## Text section
↓↓↓

The creation of Donkey Kong Bananza started with destruction.

“What we were really going for was this gameplay experience that comes from destruction,” Bananza director Kazuya Takahashi says in an interview with The Verge. From that simple premise, Bananza’s creators have built an entire game about breaking stuff.

Bananza is the second major Switch 2 exclusive from Nintendo, and it’s made by the same developers that worked on Super Mario Odyssey, one of the games that came out during the launch window of the original Switch. According to the developers on Bananza, Donkey Kong’s appetite for destruction didn’t start with his beloved bananas, as one might expect, but with cheese.

“We had used voxel technology in Super Mario Odyssey,” says Bananza producer Kenta Motokura. “For example, in the luncheon kingdom, you can dig through large piles of cheese, and in the snow kingdom, can plow your way through snow.”

Voxels, simply put, are the chunks that make up a digital world. The same way a pixel represents the smallest unit of a flat digital image, a voxel is like the smallest unit of a 3D object, and a technology Nintendo was working with way back in the days of the original Switch. In fact, much like Mario Kart World before it, Bananza was originally planned to be an OG Switch title.

“We had in mind all of these possibilities using voxel technology,” says Motokura. “But we realized when we learned about Switch 2 that there were even greater possibilities to explore.”

Those greater possibilities were twofold: variety in the kinds of materials DK could smash and the ability to make that destruction persist. “With the Switch 2, we found that we could create lots of different kinds of destructible objects,” says Takahashi. “This created a very diverse experience of destruction within the game.”

In Bananza, there’s very little DK can’t break, smashing through layers of rocks, mud, snow, thorns, and molten chocolate masquerading as lava. They fracture in different ways and make different sounds when hit. And rather than having a destroyed chunk of material reappear after some time, as some games with destructible environments do, the damage you do sticks.

↑↑↑

## Requirement a
In the rows, begin at the line that contains "Where can you spot the gold" and stop after the line that contains "x=343, y=262". Reproduce only those lines, substituting "tube" for "hose" and leaving everything else unchanged.

## The records
↓↓↓

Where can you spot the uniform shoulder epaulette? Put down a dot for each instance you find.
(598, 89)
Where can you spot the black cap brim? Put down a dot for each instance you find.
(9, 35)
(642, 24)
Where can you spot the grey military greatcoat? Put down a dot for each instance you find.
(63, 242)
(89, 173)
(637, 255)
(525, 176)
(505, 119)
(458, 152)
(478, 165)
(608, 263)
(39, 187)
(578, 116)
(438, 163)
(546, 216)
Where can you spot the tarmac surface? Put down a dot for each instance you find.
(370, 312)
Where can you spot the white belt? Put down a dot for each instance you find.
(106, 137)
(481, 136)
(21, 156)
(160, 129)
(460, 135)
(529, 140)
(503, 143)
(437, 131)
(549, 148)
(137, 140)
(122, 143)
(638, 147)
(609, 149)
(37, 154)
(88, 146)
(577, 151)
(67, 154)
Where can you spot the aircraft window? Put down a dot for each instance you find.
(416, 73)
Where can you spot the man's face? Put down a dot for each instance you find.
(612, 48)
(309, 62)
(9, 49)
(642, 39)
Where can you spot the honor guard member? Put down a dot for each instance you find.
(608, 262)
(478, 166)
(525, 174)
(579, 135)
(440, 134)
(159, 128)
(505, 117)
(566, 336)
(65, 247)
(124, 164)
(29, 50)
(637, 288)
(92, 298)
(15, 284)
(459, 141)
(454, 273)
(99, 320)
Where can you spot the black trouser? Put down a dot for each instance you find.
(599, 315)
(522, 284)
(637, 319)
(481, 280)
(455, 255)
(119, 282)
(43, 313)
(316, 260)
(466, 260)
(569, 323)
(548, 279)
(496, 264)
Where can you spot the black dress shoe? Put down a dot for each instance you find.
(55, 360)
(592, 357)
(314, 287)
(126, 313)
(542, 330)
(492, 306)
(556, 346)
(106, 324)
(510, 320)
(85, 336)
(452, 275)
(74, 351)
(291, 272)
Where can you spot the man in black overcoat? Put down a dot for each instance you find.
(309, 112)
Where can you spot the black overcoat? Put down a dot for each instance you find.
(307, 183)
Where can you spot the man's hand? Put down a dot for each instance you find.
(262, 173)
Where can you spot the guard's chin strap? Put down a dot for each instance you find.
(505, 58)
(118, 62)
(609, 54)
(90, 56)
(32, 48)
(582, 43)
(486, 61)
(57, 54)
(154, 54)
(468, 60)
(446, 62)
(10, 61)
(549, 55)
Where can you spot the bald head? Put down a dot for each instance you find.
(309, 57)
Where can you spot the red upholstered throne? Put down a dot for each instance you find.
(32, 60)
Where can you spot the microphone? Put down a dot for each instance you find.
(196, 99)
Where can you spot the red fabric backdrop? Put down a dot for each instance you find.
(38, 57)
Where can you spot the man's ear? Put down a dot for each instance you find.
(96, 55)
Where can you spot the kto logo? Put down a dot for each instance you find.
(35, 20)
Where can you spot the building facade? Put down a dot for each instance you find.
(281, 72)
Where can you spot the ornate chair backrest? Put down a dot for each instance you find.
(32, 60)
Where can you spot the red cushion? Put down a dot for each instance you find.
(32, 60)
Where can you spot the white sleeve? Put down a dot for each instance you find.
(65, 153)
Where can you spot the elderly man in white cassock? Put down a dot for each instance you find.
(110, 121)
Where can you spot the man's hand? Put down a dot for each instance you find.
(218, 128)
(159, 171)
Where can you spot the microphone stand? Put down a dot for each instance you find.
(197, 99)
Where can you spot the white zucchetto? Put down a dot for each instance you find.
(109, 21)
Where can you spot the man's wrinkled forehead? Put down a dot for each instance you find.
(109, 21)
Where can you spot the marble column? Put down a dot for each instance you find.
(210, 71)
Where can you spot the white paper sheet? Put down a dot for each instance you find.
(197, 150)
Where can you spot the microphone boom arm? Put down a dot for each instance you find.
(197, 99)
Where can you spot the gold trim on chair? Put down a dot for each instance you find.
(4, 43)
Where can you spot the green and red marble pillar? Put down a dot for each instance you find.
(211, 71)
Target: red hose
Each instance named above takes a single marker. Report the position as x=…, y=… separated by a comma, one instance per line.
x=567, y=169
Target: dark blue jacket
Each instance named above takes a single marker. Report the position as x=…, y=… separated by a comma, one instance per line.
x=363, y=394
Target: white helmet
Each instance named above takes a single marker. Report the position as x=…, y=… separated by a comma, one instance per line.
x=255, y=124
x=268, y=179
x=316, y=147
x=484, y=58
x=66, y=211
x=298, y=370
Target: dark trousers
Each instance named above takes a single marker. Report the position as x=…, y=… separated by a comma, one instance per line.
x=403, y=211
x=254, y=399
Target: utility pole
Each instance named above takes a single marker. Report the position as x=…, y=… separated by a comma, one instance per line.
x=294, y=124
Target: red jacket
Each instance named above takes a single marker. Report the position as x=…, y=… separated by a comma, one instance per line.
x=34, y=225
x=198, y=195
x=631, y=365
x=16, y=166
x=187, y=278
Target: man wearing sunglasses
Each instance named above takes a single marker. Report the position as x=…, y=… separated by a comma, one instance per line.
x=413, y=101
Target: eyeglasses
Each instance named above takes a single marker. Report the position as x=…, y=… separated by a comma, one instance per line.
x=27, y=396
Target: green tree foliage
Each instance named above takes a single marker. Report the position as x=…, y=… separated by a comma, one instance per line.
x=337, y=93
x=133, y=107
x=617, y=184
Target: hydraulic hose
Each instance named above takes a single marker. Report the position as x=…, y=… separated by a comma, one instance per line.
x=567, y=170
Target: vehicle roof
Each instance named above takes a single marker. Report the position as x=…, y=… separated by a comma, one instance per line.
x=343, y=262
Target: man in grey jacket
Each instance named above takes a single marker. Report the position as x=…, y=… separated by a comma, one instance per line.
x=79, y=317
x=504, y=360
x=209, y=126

↑↑↑

## Requirement b
In the text about Donkey Kong Bananza, which developer is Kazuya Takahashi?

## Task response a
Where can you spot the gold trim on chair? Put down a dot for each instance you find.
(4, 43)
Where can you spot the green and red marble pillar? Put down a dot for each instance you find.
(211, 71)
Target: red tube
Each instance named above takes a single marker. Report the position as x=…, y=… separated by a comma, one instance per line.
x=567, y=169
Target: dark blue jacket
Each instance named above takes a single marker. Report the position as x=…, y=… separated by a comma, one instance per line.
x=363, y=394
Target: white helmet
Each instance named above takes a single marker. Report the position as x=…, y=… separated by a comma, one instance per line.
x=255, y=124
x=268, y=179
x=316, y=147
x=484, y=58
x=66, y=211
x=298, y=370
Target: dark trousers
Each instance named above takes a single marker. Report the position as x=…, y=… separated by a comma, one instance per line.
x=403, y=211
x=254, y=399
Target: utility pole
Each instance named above takes a single marker. Report the position as x=…, y=… separated by a comma, one instance per line.
x=294, y=124
Target: red jacket
Each instance named above takes a single marker. Report the position as x=…, y=… separated by a comma, one instance per line.
x=34, y=225
x=198, y=195
x=631, y=365
x=16, y=166
x=187, y=278
Target: man wearing sunglasses
Each instance named above takes a single marker. Report the position as x=…, y=… separated by a comma, one instance per line.
x=413, y=101
Target: eyeglasses
Each instance named above takes a single marker. Report the position as x=…, y=… separated by a comma, one instance per line.
x=27, y=396
Target: green tree foliage
Each instance named above takes a single marker. Report the position as x=…, y=… separated by a comma, one instance per line.
x=337, y=93
x=133, y=107
x=617, y=184
Target: hydraulic tube
Each instance named above takes a single marker. Report the position as x=…, y=… separated by a comma, one instance per line.
x=567, y=170
Target: vehicle roof
Each instance named above takes a single marker. Report the position as x=…, y=… separated by a comma, one instance per line.
x=343, y=262

## Task response b
He is the director of Bananza.